● Exercise directions:
In the Sindh High Court judgment below, which two respondents were acquitted at the end of the trial?

● Given text:
☆ ☆ ☆

Judgment
Sheet
IN THE HIGH COURT OF SINDH, BENCH
AT SUKKUR
Cr. Acq. Appeal No. S – 79 of 2019
Date of hearing : 09.08.2019.
Mr. Ali Ahmed
Vistro, Advocate for the appellant / complainant.
Mr. Zulfiqar Ali
Jatoi, Additional Prosecutor General.
J
U D G M E N T
NAIMATULLAH PHULPOTO, J. – Through this Acquittal Appeal, appellant /
complainant Irfan Ali son of Shahnawaz has impugned the judgment dated
04.05.2019 passed by learned Sessions Judge, Naushahro Feroze in Session Case
No.90 of 2019 for offences under Sections 319, 320, 279, 427, PPC. On the
conclusion of the trial vide judgment dated 04.05.2019, respondents / accused
No.1 and 2 namely Dr. Salman Khanzada and Shahnawaz were acquitted.
2. Brief
facts of the prosecution case, as reflected in the judgment of the trial Court,
are that complainant Irfan Ali lodged his report at P.S Tharushah on 05.02.2019
at 1500 hours alleging therein that father of the complainant namely Shahnawaz aged
about 40‑42 years (now deceased) left home by a motorcycle for Tharushah
on 05.02.2019. Complainant along with his maternal uncle Yar Muhammad also left
home by a motorcycle on 05.02.2019 at 1100 hours. The father of the complainant
reached at the bridge of Sakhi Dad Wahi. In the meanwhile, it is alleged that
motorcycle of respondent / accused Shahnawaz Bhurt appeared from the Eastern side
and collided the motorcycle of the father of the complainant, who sustained serious
injuries and was admitted in RHC Tharushah. It is alleged that dispenser Yameen
Almani told the complainant that duty doctor was Dr. Salman Khanzada.

☆ ☆ ☆

● Stored data:
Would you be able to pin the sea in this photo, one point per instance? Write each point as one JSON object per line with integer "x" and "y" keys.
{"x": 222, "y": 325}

☆ ☆ ☆

● Result for this exercise:
Dr. Salman Khanzada and Shahnawaz.